▶ _What is asked_
Return every line below that contains the word "cloud", with uppercase and lowercase counted as different.

Records from one collection
□ □ □

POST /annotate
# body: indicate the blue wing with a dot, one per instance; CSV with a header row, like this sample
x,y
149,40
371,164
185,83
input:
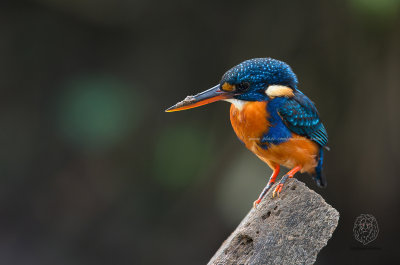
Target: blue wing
x,y
301,117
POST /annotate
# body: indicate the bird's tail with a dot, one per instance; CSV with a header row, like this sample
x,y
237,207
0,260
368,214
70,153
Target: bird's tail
x,y
319,177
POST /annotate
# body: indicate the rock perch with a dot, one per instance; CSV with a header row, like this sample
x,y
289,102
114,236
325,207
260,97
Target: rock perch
x,y
289,229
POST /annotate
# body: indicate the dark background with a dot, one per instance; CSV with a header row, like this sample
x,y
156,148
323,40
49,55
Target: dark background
x,y
93,171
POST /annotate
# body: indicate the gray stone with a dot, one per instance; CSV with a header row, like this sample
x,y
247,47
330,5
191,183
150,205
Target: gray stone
x,y
289,229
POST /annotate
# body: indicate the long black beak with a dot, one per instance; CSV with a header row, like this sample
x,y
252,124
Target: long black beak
x,y
206,97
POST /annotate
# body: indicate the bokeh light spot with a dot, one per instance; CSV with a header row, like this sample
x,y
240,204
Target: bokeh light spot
x,y
96,113
182,154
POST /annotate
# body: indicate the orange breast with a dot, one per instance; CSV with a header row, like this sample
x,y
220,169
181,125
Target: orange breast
x,y
250,123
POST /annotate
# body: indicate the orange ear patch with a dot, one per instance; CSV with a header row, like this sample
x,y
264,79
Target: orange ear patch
x,y
228,87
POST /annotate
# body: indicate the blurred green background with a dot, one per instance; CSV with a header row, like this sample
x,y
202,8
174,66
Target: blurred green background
x,y
94,172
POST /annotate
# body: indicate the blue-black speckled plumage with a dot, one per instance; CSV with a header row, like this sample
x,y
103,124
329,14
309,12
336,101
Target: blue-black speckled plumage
x,y
287,115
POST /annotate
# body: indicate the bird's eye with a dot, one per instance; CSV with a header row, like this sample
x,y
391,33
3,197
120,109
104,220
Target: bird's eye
x,y
243,86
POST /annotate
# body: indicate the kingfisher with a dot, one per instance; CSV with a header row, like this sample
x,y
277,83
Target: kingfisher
x,y
271,117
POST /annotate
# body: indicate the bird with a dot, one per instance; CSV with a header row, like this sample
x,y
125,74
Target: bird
x,y
271,117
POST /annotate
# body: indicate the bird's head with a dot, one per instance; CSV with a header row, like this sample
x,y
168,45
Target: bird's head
x,y
253,80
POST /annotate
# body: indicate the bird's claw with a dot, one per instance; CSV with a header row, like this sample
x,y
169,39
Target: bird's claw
x,y
255,203
277,190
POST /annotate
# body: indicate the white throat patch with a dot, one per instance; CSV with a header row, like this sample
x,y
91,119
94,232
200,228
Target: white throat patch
x,y
279,91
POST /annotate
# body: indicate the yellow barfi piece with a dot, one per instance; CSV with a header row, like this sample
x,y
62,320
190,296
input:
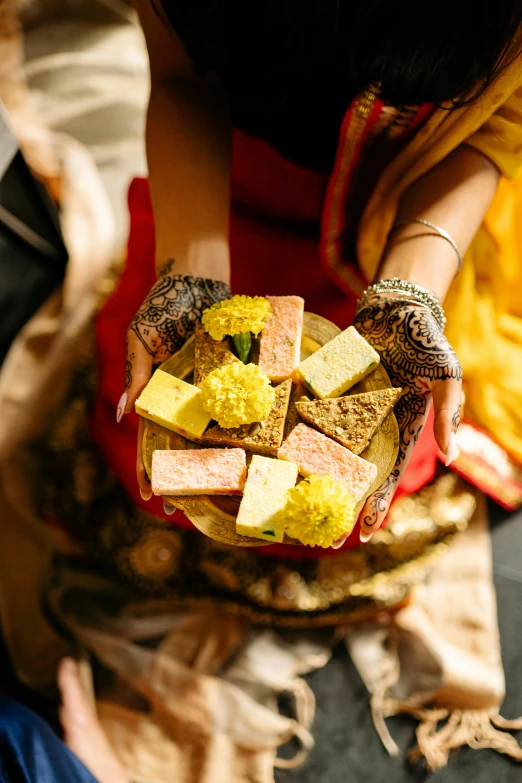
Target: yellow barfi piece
x,y
264,498
338,365
174,404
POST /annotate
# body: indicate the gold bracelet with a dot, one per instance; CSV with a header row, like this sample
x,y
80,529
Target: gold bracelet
x,y
439,232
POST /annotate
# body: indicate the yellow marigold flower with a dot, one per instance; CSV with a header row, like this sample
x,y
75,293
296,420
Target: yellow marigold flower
x,y
237,394
236,316
319,511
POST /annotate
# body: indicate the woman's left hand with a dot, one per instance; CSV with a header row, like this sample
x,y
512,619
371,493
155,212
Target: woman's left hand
x,y
418,358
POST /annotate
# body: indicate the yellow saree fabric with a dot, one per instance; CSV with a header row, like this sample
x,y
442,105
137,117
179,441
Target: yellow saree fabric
x,y
484,305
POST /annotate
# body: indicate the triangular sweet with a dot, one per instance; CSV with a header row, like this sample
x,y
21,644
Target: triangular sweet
x,y
210,354
265,438
352,420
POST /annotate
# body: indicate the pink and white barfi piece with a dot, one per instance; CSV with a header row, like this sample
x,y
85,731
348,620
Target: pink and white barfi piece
x,y
314,453
280,345
198,472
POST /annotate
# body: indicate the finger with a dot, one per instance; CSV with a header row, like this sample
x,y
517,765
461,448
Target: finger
x,y
141,474
447,401
411,424
376,507
138,371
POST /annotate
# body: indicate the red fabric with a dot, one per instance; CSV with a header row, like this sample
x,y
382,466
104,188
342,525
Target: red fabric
x,y
274,236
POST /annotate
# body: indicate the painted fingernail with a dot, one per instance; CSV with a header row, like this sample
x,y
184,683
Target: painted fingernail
x,y
121,406
68,665
453,449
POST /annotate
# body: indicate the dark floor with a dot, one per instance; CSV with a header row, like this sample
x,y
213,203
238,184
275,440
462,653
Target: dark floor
x,y
347,748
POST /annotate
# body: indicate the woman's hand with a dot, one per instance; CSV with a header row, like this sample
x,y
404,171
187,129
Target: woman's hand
x,y
418,358
164,322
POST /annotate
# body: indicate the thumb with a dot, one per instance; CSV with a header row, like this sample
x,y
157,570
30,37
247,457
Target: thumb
x,y
138,369
447,403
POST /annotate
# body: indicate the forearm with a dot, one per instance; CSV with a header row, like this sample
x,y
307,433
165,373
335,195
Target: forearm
x,y
188,150
455,195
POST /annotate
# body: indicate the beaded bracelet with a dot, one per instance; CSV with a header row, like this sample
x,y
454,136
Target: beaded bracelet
x,y
414,292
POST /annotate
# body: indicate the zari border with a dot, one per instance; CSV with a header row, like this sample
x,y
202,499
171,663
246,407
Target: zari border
x,y
357,125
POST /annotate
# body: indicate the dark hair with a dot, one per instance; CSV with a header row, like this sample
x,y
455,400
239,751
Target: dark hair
x,y
444,50
438,52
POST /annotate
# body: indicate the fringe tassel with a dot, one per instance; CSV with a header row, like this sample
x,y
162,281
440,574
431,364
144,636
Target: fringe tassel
x,y
305,711
476,728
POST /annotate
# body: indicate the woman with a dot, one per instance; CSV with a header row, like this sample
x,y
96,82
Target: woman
x,y
294,150
339,93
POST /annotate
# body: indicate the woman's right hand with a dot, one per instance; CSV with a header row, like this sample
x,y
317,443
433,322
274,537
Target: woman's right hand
x,y
164,322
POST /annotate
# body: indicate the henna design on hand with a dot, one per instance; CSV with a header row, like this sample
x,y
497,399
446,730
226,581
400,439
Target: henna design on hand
x,y
168,316
415,353
456,418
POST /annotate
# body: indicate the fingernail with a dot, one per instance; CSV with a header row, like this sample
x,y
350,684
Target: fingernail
x,y
68,665
121,406
453,449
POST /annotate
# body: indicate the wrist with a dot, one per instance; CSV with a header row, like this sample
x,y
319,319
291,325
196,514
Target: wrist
x,y
207,259
420,256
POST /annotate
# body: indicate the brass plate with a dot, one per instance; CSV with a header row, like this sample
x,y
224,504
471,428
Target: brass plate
x,y
215,516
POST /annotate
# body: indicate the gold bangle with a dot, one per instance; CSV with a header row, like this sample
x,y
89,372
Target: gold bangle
x,y
439,231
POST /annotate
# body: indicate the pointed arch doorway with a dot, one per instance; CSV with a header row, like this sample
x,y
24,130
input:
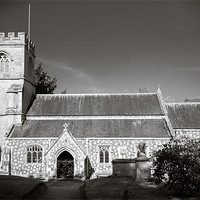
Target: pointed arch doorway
x,y
65,165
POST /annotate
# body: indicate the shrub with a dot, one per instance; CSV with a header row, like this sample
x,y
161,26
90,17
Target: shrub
x,y
177,165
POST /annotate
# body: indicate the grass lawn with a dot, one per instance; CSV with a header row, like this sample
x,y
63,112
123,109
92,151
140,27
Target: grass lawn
x,y
114,187
15,187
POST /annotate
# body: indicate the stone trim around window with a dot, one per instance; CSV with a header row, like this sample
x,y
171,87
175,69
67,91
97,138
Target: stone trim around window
x,y
104,156
4,63
34,154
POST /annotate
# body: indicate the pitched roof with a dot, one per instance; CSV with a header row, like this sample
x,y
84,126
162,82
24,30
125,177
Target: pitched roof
x,y
184,115
154,128
96,105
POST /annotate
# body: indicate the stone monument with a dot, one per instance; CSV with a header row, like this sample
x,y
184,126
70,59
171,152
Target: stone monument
x,y
143,165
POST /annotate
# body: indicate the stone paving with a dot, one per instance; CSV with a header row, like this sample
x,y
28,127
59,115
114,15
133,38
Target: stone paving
x,y
63,190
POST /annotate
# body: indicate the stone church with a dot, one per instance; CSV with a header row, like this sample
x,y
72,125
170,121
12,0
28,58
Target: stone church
x,y
70,135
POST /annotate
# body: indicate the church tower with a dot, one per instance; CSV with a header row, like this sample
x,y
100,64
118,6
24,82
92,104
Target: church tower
x,y
17,88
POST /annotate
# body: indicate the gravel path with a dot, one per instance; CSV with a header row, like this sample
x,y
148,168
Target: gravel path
x,y
63,190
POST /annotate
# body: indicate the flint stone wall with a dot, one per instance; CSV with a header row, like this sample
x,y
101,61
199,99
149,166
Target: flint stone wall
x,y
118,149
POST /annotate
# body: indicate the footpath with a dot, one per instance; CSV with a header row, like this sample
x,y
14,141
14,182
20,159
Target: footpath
x,y
60,190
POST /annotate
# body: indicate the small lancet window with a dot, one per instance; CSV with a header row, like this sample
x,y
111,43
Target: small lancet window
x,y
34,154
30,67
4,63
104,154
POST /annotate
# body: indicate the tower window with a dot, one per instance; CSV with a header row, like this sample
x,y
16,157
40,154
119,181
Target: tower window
x,y
4,63
34,154
30,67
104,154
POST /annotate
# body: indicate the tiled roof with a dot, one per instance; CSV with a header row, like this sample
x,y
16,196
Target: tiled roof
x,y
154,128
184,115
96,105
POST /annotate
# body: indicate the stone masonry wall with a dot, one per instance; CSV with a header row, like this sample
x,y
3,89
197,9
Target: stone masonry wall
x,y
118,148
191,133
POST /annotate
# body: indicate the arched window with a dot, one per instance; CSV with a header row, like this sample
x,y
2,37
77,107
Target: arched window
x,y
104,154
4,63
34,154
30,66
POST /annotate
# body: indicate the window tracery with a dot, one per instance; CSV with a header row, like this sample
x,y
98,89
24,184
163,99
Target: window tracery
x,y
34,154
4,63
104,154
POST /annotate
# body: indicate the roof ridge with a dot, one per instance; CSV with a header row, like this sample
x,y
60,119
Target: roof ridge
x,y
97,94
182,103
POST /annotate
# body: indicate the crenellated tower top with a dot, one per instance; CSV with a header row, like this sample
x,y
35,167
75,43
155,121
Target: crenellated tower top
x,y
12,39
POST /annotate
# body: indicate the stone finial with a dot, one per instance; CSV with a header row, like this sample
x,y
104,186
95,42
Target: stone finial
x,y
141,150
66,126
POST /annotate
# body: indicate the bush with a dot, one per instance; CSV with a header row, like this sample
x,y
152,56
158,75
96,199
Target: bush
x,y
177,165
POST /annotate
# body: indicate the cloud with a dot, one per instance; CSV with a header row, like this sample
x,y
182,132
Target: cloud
x,y
78,74
189,69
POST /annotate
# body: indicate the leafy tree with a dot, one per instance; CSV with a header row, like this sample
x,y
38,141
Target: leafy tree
x,y
143,90
44,83
64,91
193,99
177,165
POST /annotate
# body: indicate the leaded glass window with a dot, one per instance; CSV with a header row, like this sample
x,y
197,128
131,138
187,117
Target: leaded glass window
x,y
104,154
30,67
4,63
34,154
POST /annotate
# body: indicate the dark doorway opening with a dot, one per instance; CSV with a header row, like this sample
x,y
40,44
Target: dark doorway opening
x,y
65,166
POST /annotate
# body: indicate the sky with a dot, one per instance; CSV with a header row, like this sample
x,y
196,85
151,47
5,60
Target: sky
x,y
113,46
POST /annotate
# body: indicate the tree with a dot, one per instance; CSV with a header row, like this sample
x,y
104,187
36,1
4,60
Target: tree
x,y
193,99
143,90
44,83
177,165
64,91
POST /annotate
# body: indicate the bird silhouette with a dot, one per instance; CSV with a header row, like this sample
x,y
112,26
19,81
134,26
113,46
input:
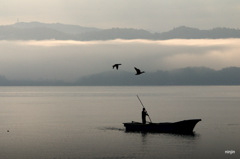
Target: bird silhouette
x,y
138,71
116,66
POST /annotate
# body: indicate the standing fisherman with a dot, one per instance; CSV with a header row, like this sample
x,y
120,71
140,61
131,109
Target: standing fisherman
x,y
144,114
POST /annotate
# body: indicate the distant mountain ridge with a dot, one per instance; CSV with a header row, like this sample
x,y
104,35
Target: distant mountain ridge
x,y
183,76
44,31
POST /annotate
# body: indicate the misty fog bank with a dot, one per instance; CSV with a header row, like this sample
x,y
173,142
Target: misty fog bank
x,y
71,60
183,76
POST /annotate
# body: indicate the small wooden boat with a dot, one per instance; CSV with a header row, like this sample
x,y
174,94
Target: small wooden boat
x,y
180,127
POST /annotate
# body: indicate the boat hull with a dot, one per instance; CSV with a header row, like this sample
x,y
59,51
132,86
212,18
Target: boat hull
x,y
182,127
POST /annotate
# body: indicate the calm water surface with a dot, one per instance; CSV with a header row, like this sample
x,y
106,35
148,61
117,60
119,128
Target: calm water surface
x,y
86,122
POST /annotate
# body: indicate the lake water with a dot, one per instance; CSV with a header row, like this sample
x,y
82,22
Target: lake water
x,y
86,122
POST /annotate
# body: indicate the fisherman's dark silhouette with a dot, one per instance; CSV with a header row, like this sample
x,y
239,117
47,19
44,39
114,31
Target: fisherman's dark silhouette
x,y
138,71
116,66
144,114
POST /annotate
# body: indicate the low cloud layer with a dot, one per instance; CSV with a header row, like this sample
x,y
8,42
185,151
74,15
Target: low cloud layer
x,y
69,60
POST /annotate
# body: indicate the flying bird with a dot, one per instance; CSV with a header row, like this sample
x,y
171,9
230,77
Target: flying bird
x,y
138,71
116,66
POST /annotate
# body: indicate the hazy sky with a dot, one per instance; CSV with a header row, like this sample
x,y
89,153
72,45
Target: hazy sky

□ □ □

▶ _Answer to the exercise_
# body: indicate the cloud with a dot, one per instance; CSV with a header row, like this sample
Target: cloud
# body: indicate the low cloud layer with a dot, one per instance; CSV with a header row, like this sample
Target: low cloud layer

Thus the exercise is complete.